■ **Written request**
Write out, word for word, everything in the close-up photography thread below from "## DennisM (Dec" down to "look pretty good.".

# Close-up's suck...



## killer-beez (Dec 20, 2009)

I suck at photography!!!  I need a fool proof camera that can take a close-up.  I now have the Fugi S5000 and use Macro on any setting that looks good through the LCD.  The problem is I have to take a hundred pictures to get one.  I would like to cut that number down to something manageable.  Attached are a couple of pix.  Suggestions?

Here is what the settings were:
focal length: 9.4mm
f-number: F/8
exposure time: 1/4 sec
ISO 200
with photo tent
defused light
on tripod


----------



## DennisM (Dec 20, 2009)

Are those taken on tripod or handheld? It could just be me, but they look a tad blurry possibly from camera shake. Other wise look pretty good. 

Play around with the lighting,


----------



## KD5NRH (Dec 20, 2009)

killer-beez said:


> Suggestions?



Light.  Lots of light.  Diffuse is best, and try to keep the color temperature consistent, but get more light on there.  Looks like your shutter speed on the last one is 1/15sec and f/4.5 at ISO 200.  Assuming you're using auto settings, more light will speed up the shutter, (reduces the blur from shake) tighten the aperture, (increasing depth of focus, to help keep the entire subject in sharp focus) and reduce the ISO. (which produces a sharper image, though 200 should be fine for most shots)  A good rule of thumb that I've had some luck with is to set the dial to manual mode, ISO100, f/8, and shutter at 1/125sec, (I've never used the Fuji, check your manual for how to adjust ISO, aperture and shutter) and add light until there's enough to make the shots look right, then move the lights around for the effect you want.

What I've done in the past was a couple of the 100W equivalent daylight compact flourescents in clamp-type reflectors shining from the sides through sheets of white tissue paper, with the camera flash to fill in from the front.


----------



## Noah (Dec 20, 2009)

*Gray Card*

Go to your local photo store and buy a GARY CARD... cheep... or check the web (Google) for how to create one...
Put your camera on manual, focus on the gray card only and get manual camera settings...
Then shoot your photos with thos settings (NOT AUTO)...AUTO EXPOSURE will NOT give good results unless you are shooting outdoors...

■ **Extracted data**
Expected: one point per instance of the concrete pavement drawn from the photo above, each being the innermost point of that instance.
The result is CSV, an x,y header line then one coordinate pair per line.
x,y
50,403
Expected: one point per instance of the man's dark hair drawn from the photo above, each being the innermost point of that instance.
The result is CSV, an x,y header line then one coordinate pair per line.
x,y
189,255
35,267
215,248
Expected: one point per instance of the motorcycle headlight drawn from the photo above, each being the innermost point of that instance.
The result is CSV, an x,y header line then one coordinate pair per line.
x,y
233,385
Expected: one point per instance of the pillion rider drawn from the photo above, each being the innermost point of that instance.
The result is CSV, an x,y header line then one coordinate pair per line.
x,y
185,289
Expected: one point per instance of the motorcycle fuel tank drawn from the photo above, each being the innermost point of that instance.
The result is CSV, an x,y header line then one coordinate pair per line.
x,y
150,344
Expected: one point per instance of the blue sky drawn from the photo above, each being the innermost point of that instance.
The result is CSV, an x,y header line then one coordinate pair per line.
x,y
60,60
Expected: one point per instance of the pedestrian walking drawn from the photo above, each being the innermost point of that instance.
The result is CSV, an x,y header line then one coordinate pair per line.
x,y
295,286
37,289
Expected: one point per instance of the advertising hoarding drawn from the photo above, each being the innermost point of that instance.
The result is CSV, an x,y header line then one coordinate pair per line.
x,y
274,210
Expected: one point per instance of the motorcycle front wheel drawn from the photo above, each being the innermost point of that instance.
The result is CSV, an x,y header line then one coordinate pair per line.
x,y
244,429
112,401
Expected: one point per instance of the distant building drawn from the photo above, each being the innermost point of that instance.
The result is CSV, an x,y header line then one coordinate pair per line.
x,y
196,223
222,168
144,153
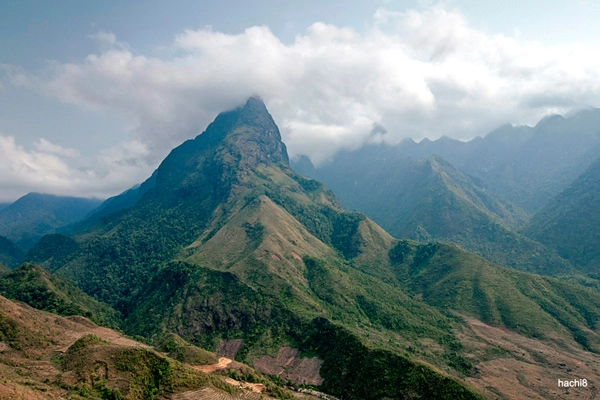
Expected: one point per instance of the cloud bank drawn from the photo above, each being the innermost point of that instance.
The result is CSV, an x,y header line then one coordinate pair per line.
x,y
410,74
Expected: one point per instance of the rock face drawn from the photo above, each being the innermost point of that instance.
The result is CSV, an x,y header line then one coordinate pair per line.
x,y
291,367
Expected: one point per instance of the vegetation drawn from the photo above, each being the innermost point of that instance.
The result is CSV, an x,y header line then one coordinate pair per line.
x,y
38,288
226,242
569,223
32,216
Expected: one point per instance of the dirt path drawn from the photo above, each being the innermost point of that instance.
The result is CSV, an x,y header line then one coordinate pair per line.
x,y
209,369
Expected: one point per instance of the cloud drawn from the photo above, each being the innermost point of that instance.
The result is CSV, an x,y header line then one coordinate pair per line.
x,y
56,170
415,74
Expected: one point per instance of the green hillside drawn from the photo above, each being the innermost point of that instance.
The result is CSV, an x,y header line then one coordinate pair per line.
x,y
449,278
429,200
569,223
10,254
38,288
32,216
229,244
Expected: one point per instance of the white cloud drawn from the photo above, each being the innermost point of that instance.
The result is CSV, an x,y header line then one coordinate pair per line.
x,y
56,170
416,73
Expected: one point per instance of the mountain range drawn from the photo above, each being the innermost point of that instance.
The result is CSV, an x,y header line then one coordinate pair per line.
x,y
34,215
226,248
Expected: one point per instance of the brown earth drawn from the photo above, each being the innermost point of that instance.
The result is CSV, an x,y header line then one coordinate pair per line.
x,y
524,368
229,348
35,362
290,366
220,366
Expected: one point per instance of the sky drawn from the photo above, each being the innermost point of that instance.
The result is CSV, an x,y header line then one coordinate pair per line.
x,y
93,95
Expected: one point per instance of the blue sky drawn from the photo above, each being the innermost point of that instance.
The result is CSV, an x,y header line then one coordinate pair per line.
x,y
94,94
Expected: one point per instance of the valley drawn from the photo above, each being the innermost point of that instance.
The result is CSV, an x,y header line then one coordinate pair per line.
x,y
228,274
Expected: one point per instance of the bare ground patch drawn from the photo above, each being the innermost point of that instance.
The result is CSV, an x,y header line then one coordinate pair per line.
x,y
526,368
290,366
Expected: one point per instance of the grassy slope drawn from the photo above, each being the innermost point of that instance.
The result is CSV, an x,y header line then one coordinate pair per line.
x,y
42,358
431,200
38,288
541,307
569,222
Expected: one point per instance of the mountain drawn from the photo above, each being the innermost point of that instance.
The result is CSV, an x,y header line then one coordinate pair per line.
x,y
122,201
46,356
234,252
569,222
10,253
38,288
230,243
429,199
29,218
525,165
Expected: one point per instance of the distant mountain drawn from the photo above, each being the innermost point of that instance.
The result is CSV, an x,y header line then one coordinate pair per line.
x,y
10,253
450,278
525,165
29,218
234,252
430,199
122,201
38,288
230,243
570,222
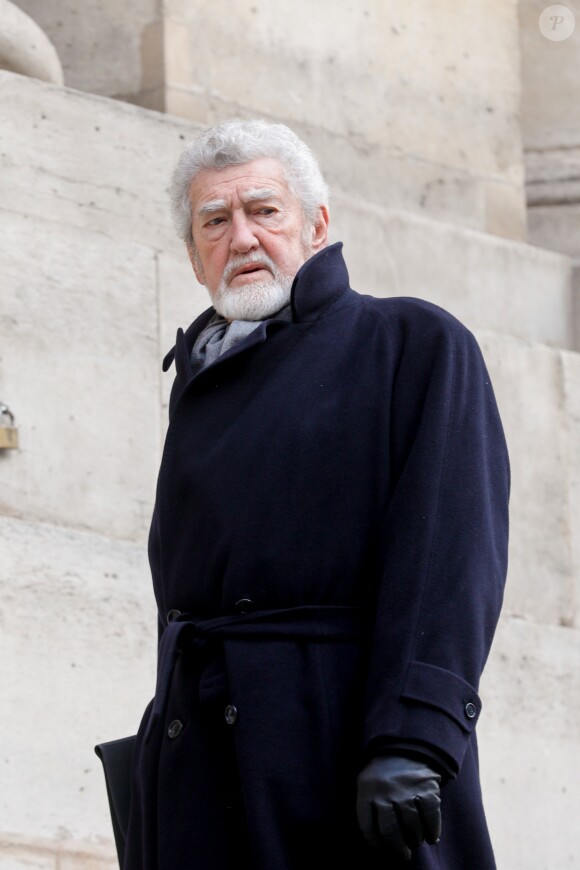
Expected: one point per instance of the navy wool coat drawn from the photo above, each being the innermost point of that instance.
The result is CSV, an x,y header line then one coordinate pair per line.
x,y
329,552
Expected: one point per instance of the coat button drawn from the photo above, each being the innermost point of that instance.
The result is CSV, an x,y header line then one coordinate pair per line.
x,y
175,729
244,605
470,710
230,714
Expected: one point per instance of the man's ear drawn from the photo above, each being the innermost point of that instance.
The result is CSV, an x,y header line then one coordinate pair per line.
x,y
320,228
195,262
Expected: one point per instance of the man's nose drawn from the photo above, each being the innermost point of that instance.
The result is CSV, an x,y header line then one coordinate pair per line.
x,y
243,236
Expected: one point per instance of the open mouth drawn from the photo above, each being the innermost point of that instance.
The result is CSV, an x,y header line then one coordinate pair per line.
x,y
249,269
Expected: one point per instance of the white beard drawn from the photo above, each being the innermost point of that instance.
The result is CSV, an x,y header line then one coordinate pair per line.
x,y
262,299
254,301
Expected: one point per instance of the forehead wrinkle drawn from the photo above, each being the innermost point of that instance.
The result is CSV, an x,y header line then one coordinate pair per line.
x,y
258,193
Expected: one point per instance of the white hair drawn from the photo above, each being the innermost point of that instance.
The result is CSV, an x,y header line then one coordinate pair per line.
x,y
235,142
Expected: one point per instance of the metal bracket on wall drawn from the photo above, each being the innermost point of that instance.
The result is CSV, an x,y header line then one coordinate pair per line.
x,y
8,431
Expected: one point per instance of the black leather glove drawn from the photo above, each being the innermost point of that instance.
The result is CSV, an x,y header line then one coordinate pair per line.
x,y
398,804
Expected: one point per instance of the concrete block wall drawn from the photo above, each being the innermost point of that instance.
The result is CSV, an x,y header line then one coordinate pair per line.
x,y
94,286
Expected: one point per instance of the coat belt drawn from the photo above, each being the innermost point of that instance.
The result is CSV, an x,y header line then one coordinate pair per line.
x,y
316,622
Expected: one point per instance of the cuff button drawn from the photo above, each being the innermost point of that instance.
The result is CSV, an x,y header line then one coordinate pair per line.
x,y
470,710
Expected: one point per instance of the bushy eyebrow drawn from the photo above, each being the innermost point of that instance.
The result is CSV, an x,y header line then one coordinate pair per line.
x,y
254,195
211,207
259,193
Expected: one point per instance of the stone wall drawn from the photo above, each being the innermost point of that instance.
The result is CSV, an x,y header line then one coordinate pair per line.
x,y
94,285
359,82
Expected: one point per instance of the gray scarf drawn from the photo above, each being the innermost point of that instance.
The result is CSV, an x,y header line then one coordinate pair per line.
x,y
220,335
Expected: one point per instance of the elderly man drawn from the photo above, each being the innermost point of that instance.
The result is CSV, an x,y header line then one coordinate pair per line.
x,y
328,548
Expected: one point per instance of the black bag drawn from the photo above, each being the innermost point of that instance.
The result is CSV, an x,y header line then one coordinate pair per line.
x,y
117,756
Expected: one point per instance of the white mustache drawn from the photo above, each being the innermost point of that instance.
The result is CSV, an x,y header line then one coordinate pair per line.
x,y
247,260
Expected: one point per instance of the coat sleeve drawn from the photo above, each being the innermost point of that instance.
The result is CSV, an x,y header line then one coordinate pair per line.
x,y
442,554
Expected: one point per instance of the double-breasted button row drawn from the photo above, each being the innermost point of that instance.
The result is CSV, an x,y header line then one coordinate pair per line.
x,y
230,714
175,729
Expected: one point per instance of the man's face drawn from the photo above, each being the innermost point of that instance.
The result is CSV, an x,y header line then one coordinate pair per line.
x,y
250,237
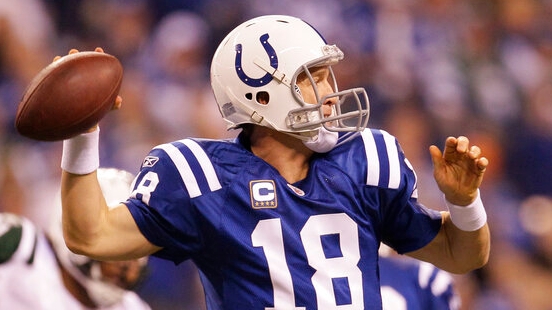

■ **Exercise solution**
## DennisM (Dec 20, 2009)

Are those taken on tripod or handheld? It could just be me, but they look a tad blurry possibly from camera shake. Other wise look pretty good.